▶ [THE TASKS]
A. According to the post on branch and tag policy, who decides whether a release happens?
B. Reproduce the part of the post on branch and tag policy that begins at the words "I'd like to" and stops after "used to CVS.", swapping "pointer" for "reference".

▶ [SOURCE]
+===+

This is a subject with too much heat and smoke and weird accusations of commercial motivations to boot, so lets just have this out and keep moving.

I have heard from two people that my position appears either entirely or partially influenced by IBMs interest in offering support for a milestone release, and thus I want to keep branches around so an update to a milestone can be done if someone wants it. My only response, other than "baloney", is that because SVN keeps everything, we can always bring the branch back to do an update to a milestone, so wrt what IBM wants to do, it's moot. The PMC dictates if a release happens, not the structure of SVN.

So...


I'd like to see a regular, formal policy for how we do branches and tags. it makes it easier for newcomers to understand, and for us to create a process that outlives us. We might as well rope in Jeremy's thoughts on a stable branch and an unstable branch a la Linux and Httpd as well.

To me, a tag is a pointer to some branch. It's a little different in SVN since SVN doesn't actually have branches and tags, but they are just fabricated because we're used to CVS.

Will we ever let someone do an update to a release that was called "milestone"? I see no problem in letting that happen if someone wants to do it, although I think it's highly unlikely. I think that this issue is tangential to the discussion, because an update to a milestone is determined by PMC vote, not visible existence of a branch in SVN.

Some people think we need no history for milestones, but the fact is that we are trying to get people to use our milestones (not just IBM), and I think that it behooves us to provide as good user support as possible, to the extent that some users want it. Maybe we adopt an N-1 policy for milestones? So if we release M5, we keep M4 around, and delete M3, M2, M1. if we release m6, we delete M4, etc.

Now, Dain correctly points out that having both branches and tags is a waste of space. So since mechanically branch and tag are the same thing (copies) can we just stop creating new branches altogether for releases, and have a trunk that we tag from? Two approaches off hand :

a) we work on our release candidate in trunk until we are satisfied, and then do a tag, do the final testing, and release that. If it fails, we fix in trunk, and then tag, test and release. That means that dev has to slow down (or cease!) in trunk between tag time and release time.

+===+

▶ [INFORMATION GIVEN]
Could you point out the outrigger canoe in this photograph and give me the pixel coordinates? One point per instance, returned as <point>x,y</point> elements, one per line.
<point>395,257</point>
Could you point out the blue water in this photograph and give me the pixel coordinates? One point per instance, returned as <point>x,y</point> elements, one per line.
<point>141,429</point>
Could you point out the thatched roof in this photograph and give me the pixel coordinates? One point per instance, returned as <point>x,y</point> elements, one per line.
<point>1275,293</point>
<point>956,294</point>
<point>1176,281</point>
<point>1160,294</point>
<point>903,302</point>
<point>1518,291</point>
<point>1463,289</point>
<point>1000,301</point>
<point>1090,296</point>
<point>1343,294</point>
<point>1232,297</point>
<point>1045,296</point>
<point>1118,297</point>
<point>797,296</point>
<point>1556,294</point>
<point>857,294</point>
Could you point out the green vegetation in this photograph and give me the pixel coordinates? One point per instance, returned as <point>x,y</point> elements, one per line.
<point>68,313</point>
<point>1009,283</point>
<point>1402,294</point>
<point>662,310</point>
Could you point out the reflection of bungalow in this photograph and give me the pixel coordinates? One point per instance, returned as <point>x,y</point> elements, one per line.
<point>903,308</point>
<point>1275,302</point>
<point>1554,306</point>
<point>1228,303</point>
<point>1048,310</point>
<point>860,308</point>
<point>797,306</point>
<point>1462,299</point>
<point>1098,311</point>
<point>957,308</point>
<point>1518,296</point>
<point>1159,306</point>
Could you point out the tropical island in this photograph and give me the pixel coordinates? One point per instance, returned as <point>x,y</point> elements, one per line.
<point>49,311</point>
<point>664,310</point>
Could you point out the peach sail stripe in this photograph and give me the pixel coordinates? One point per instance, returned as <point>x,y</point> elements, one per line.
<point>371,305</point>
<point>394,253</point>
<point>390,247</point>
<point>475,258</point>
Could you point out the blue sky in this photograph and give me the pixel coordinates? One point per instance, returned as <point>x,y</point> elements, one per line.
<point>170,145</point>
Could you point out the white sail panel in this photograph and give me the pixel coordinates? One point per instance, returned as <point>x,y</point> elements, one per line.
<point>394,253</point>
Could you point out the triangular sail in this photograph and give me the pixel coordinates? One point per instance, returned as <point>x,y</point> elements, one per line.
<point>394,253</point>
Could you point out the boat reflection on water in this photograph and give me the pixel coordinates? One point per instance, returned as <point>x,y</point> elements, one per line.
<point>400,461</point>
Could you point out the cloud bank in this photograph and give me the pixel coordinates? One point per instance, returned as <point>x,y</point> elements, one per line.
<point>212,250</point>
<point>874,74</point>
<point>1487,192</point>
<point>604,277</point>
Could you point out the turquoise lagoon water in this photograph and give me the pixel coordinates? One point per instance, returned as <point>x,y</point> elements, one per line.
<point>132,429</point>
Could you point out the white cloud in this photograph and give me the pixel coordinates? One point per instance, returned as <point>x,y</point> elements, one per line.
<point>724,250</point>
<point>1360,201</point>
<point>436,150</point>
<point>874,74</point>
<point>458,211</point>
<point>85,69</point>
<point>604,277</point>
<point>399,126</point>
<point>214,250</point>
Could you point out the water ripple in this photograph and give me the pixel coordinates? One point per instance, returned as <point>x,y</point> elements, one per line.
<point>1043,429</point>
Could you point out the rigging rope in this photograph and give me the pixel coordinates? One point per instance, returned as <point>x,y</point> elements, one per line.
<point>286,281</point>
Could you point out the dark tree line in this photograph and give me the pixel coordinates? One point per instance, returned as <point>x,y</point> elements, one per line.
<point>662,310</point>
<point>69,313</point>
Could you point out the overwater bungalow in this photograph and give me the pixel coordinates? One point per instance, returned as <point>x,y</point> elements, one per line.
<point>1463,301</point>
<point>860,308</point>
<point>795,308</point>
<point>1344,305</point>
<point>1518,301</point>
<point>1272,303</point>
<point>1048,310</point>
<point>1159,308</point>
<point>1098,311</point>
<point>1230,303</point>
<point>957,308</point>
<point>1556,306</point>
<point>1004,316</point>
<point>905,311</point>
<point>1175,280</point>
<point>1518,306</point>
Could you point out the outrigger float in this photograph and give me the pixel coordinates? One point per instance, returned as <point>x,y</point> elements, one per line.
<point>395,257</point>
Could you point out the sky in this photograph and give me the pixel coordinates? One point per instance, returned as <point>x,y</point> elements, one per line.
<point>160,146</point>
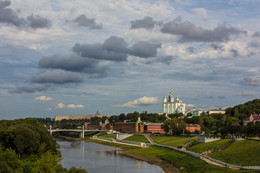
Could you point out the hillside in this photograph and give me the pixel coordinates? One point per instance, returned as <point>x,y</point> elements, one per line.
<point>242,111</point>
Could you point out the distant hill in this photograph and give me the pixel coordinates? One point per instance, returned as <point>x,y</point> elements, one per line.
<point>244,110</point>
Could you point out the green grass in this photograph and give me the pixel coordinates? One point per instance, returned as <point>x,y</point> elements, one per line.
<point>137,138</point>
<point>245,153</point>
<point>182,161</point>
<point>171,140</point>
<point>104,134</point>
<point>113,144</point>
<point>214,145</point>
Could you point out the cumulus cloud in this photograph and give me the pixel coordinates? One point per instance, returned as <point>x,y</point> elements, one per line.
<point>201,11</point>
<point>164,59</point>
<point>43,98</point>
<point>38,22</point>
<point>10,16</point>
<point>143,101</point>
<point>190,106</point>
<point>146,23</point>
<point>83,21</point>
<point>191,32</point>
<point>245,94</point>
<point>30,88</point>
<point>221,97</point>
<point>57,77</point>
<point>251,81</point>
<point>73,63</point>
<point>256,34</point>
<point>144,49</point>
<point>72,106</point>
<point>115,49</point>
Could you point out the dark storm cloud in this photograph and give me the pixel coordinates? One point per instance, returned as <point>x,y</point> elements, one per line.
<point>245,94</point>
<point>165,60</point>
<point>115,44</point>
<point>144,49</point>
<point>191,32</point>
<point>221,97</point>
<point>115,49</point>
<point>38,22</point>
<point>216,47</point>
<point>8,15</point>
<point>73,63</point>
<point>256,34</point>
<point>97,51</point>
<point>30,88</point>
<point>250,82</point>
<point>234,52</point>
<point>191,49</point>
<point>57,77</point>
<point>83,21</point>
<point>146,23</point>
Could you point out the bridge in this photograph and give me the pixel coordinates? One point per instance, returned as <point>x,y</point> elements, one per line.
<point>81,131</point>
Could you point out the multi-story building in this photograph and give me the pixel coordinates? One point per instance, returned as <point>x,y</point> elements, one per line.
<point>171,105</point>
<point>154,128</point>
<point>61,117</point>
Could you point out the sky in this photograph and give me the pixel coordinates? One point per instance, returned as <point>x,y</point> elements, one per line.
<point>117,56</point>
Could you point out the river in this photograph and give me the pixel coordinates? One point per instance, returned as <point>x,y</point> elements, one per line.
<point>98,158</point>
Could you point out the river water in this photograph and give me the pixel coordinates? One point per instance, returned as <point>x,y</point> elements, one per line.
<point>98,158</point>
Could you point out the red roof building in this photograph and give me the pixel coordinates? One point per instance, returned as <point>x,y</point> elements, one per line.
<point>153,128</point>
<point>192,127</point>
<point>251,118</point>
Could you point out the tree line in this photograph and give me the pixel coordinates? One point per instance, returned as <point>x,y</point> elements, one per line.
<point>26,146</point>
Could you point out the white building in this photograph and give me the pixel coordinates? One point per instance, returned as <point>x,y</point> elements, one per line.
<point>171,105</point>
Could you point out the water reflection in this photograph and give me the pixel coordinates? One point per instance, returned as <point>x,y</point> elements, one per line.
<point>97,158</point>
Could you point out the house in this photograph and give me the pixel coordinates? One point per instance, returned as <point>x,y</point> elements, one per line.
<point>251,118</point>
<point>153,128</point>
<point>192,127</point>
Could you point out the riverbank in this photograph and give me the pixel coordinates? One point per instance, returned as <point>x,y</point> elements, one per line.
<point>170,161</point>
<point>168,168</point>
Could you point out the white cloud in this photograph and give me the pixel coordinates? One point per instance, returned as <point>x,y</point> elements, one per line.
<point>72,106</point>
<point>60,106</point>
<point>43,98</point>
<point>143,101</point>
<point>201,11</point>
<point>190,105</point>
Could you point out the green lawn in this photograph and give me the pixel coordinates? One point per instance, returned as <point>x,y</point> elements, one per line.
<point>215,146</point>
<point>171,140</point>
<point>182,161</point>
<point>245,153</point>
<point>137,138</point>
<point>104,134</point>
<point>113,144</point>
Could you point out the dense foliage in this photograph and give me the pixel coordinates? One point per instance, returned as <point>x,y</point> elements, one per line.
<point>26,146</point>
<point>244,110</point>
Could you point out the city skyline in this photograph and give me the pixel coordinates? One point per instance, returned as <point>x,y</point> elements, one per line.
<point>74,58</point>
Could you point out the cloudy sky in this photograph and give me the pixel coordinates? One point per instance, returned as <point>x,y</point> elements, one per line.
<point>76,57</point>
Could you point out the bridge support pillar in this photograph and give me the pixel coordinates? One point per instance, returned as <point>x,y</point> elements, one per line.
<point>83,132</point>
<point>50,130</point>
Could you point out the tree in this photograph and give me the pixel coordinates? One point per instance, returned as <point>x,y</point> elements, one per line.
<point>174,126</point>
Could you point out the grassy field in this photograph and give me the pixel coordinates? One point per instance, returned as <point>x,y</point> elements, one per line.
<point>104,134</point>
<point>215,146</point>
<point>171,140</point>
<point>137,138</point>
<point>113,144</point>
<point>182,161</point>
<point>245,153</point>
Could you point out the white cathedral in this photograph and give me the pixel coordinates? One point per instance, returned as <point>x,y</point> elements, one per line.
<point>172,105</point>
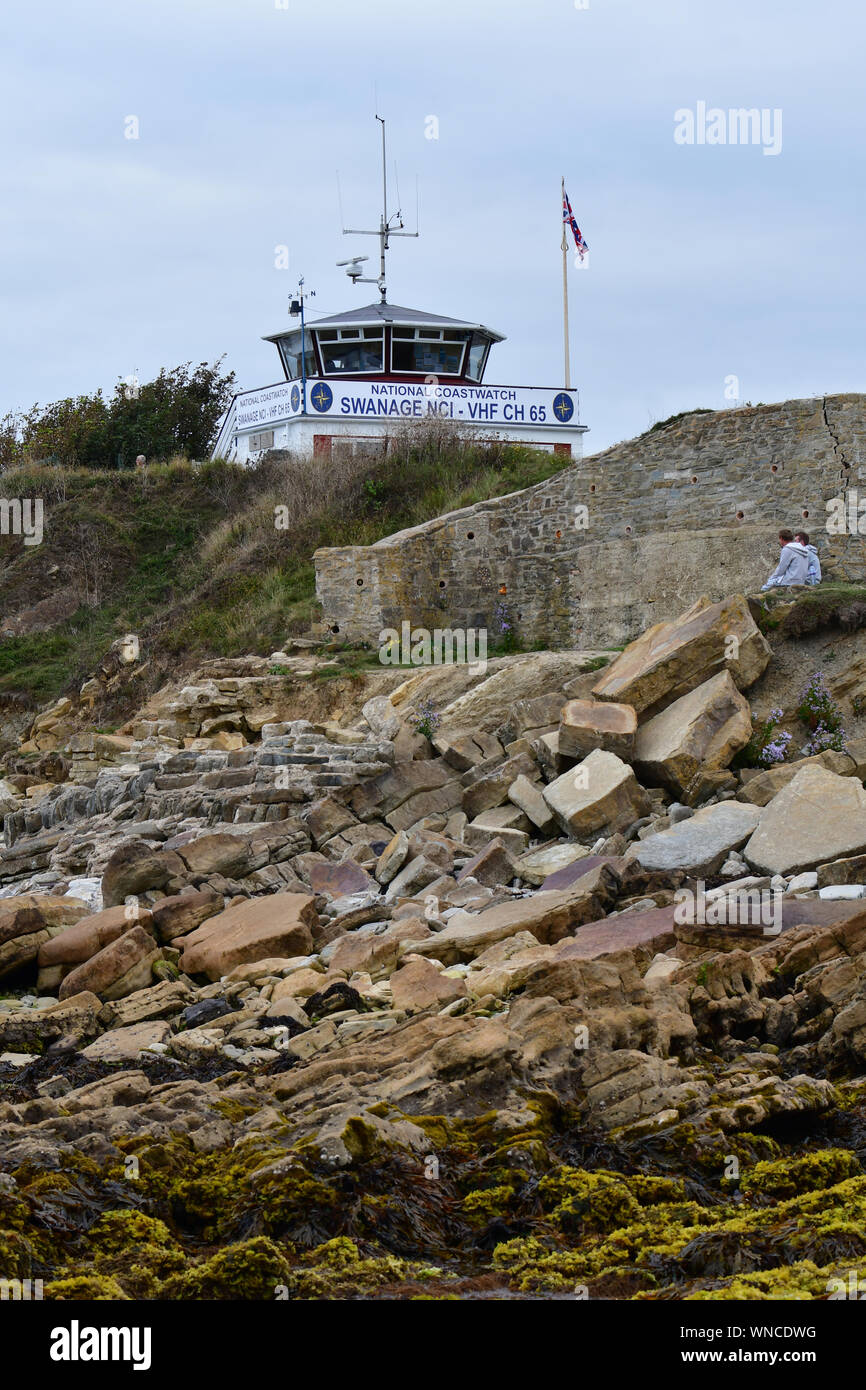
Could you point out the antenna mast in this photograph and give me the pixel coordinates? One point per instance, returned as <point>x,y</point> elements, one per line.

+===+

▶ [ANSWERS TO THE EXERCISE]
A. The PMC decides whether a release happens.

B.
I'd like to see a regular, formal policy for how we do branches and tags. it makes it easier for newcomers to understand, and for us to create a process that outlives us. We might as well rope in Jeremy's thoughts on a stable branch and an unstable branch a la Linux and Httpd as well.

To me, a tag is a reference to some branch. It's a little different in SVN since SVN doesn't actually have branches and tags, but they are just fabricated because we're used to CVS.